##### Available records #####
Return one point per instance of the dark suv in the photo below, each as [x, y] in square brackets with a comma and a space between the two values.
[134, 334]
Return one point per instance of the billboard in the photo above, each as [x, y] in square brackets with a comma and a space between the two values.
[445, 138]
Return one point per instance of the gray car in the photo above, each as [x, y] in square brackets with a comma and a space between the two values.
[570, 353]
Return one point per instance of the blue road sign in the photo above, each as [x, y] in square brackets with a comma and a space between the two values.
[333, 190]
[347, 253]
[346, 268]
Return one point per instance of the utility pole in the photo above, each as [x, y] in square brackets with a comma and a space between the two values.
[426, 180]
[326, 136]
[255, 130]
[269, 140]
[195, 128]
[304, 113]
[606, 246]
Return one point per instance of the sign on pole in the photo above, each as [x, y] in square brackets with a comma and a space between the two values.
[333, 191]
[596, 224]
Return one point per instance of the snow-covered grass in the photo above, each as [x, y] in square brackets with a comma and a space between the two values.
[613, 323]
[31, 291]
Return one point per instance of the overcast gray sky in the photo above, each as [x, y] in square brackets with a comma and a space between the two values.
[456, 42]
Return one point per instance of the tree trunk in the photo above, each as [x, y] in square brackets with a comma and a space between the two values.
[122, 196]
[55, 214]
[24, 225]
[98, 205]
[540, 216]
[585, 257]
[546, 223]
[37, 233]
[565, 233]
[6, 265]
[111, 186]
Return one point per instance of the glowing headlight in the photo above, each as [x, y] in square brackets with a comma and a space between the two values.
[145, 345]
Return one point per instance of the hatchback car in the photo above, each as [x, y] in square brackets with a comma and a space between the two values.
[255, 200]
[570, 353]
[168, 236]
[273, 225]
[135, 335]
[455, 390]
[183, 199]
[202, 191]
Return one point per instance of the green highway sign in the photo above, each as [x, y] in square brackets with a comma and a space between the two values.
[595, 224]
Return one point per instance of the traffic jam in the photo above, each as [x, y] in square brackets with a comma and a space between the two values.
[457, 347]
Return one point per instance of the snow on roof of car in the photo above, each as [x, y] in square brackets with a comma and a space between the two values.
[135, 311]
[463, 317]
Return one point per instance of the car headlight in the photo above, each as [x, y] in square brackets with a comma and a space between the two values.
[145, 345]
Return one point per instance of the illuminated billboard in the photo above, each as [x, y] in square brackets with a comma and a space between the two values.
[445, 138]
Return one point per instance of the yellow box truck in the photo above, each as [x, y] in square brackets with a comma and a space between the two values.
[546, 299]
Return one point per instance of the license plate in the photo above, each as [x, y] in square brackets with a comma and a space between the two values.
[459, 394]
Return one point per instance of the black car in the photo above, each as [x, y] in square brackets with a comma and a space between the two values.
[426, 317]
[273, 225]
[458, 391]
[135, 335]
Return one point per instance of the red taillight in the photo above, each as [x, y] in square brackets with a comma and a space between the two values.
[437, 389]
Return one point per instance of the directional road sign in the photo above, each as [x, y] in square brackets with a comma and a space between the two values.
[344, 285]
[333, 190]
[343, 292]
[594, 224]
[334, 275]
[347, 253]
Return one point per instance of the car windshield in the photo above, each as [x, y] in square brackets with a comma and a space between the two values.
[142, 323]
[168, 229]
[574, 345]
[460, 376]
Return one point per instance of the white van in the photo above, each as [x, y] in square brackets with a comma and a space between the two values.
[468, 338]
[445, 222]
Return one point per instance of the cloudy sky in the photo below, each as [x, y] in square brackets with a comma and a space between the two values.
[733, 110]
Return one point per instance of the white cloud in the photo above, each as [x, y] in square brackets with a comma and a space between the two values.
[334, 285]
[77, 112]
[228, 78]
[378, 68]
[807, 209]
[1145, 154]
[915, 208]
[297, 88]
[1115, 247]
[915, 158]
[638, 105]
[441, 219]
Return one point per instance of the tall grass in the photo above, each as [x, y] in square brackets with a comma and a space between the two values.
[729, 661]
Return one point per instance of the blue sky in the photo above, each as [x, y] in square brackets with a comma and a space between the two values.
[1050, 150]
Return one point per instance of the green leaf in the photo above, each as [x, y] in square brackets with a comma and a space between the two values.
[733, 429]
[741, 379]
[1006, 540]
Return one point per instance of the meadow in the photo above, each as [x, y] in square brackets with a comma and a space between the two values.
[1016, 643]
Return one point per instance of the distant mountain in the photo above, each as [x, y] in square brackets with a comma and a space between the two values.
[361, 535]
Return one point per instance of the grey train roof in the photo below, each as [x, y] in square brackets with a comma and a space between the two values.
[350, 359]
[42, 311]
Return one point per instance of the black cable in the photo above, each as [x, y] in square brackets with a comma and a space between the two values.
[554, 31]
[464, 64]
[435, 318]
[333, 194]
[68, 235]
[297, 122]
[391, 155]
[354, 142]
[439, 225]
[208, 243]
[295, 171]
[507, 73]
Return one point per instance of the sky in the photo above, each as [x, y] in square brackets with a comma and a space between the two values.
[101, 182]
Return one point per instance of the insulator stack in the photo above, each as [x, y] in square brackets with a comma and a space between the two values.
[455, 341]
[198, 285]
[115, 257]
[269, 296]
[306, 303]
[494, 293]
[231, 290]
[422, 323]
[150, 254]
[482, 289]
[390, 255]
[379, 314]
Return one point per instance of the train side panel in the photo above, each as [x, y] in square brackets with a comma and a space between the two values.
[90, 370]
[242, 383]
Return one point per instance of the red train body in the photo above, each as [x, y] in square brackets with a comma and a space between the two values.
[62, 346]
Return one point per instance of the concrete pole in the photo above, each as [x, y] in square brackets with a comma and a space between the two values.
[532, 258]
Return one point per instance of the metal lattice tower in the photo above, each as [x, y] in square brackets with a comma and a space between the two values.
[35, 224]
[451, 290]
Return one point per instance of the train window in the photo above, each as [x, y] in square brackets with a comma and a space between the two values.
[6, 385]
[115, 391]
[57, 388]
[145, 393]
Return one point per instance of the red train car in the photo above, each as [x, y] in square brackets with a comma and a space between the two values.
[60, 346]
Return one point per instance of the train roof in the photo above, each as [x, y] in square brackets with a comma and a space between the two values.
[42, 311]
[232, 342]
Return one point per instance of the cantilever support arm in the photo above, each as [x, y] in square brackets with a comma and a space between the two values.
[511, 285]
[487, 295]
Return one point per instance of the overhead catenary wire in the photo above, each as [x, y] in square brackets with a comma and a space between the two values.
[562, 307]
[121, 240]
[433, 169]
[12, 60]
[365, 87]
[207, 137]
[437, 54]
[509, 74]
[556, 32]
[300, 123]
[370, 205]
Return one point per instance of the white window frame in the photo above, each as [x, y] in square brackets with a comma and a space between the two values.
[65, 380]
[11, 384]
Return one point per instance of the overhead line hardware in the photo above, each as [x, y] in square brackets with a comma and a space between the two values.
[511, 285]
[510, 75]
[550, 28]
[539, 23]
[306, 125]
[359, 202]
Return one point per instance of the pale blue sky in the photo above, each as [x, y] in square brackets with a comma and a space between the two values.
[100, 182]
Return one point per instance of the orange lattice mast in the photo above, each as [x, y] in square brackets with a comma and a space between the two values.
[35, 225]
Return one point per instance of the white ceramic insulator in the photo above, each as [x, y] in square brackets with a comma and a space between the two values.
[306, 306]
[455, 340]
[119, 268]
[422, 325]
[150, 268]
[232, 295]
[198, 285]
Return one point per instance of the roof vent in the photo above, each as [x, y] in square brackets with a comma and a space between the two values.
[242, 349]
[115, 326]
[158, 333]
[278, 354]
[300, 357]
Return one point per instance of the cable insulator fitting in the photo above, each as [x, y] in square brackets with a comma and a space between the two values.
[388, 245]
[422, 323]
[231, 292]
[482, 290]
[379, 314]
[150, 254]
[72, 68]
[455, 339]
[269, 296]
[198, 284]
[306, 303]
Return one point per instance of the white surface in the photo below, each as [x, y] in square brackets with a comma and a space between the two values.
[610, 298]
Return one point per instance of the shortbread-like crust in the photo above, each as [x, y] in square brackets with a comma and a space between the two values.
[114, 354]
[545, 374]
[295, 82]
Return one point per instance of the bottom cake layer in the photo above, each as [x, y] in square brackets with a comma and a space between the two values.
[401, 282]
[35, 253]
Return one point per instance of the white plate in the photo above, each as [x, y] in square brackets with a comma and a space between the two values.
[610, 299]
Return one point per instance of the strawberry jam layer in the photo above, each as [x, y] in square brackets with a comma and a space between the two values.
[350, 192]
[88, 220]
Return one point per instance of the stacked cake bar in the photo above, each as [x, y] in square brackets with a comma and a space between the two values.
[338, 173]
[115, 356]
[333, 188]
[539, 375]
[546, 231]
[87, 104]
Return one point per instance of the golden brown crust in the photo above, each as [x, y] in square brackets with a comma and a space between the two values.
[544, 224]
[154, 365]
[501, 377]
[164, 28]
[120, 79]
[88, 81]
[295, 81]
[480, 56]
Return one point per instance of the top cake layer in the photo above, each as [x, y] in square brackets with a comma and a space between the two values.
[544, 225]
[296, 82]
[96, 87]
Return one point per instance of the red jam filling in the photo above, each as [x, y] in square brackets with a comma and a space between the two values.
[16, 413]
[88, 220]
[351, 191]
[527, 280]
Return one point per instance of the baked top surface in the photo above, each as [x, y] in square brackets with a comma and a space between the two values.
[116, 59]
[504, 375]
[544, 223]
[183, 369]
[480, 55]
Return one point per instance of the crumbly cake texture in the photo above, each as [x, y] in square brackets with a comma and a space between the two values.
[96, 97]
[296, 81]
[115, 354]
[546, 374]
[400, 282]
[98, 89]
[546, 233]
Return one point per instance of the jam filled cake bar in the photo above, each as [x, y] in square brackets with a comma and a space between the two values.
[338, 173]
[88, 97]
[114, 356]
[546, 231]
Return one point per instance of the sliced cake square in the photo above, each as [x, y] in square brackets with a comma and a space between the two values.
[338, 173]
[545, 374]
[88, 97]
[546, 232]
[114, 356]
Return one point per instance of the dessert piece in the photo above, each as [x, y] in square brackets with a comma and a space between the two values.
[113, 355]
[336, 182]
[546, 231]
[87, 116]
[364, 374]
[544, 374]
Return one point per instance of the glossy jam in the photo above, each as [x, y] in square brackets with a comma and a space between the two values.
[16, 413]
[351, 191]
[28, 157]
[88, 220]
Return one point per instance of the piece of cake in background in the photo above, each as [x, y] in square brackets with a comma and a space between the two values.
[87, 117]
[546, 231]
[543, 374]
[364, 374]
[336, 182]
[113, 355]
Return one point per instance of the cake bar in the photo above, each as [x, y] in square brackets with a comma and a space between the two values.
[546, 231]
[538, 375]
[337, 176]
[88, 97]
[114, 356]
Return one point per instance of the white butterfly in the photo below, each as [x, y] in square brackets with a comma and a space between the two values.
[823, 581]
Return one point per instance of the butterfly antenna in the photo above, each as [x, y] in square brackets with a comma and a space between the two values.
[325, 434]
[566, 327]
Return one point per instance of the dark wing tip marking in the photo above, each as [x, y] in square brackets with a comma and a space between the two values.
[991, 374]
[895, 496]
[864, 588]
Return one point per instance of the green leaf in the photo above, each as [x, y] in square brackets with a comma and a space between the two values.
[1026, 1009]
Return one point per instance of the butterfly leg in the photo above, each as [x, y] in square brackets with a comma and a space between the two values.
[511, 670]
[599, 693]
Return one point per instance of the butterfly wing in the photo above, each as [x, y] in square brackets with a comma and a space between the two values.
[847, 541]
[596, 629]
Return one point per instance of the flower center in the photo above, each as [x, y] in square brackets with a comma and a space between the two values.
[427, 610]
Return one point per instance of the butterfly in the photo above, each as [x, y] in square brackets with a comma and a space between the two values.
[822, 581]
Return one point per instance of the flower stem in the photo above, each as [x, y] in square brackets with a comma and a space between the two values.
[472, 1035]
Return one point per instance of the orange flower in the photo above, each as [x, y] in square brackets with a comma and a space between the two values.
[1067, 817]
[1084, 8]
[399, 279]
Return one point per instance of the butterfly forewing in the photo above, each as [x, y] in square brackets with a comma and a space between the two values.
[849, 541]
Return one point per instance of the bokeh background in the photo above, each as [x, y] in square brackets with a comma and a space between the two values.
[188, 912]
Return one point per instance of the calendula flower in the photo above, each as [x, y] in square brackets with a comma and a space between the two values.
#####
* [What you will do] Reproduce verbatim the part of the entries that begins with the line containing "Return one point per instance of the orange flower" and continues through the end of the entries, both ends included.

* [Output]
Return one point per instance of the orange flower in the photo above, each as [x, y] in square brackets with a comma and a space between the two values.
[1067, 817]
[1084, 8]
[399, 279]
Return one point per instance of the butterfly forewing in the photo above, each as [x, y] in square brackets with a comma and a space between the two values.
[849, 541]
Return one point per instance of the bokeh background in the photo above, each as [x, y] in square brackets with a comma and a space between the two values.
[188, 912]
Return one point per instance of the calendula flower in the photo above, each as [x, y] in square brackets with a comma and a space between the two values.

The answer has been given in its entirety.